Quote each of the entries below verbatim, omitting the pictures.

#### Dataset records ####

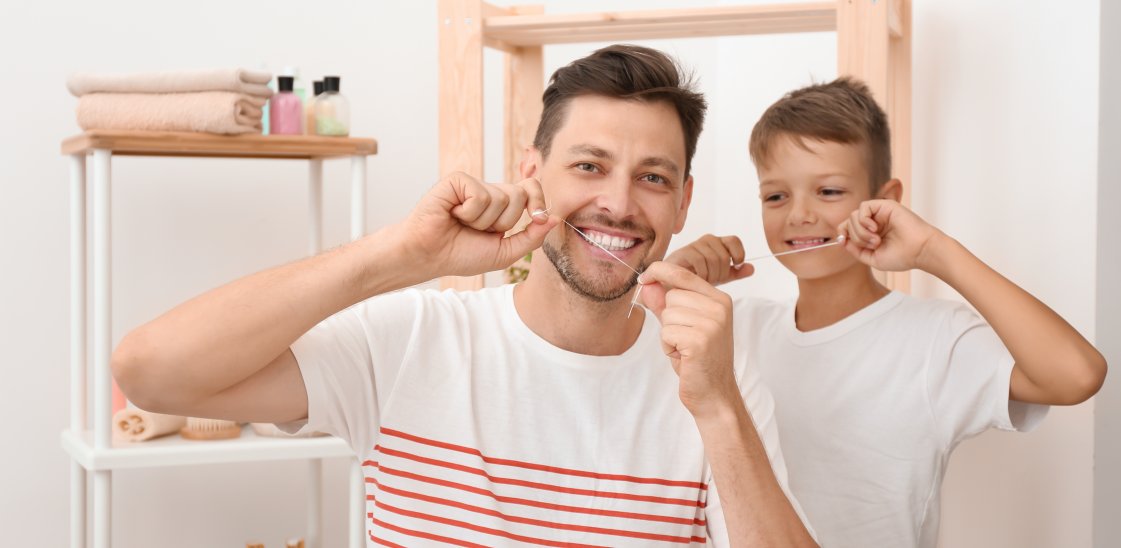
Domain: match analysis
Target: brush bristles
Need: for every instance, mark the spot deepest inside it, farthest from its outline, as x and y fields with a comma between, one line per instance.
x=210, y=429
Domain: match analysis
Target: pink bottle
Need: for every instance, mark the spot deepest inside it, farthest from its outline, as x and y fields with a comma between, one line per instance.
x=286, y=110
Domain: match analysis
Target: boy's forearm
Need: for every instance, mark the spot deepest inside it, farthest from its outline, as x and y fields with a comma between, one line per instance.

####

[Output of the task]
Domain: match analysis
Target: brush bristles
Need: for every instance, mark the spot deepest inside it, farthest from its outline, as x and y fields with a comma between, one line per instance.
x=210, y=429
Domain: match analysis
Target: pink bottle
Need: for every instance, mark the spot deepest inside it, farthest from its outline, as x and y fields with a comma between, one line per instance.
x=286, y=110
Domain: match analysis
Target: boy's forearm
Need: for every instance, mark the spot deepest inside it, farthest from its outline, as x and y fields with a comma between, one line per instance.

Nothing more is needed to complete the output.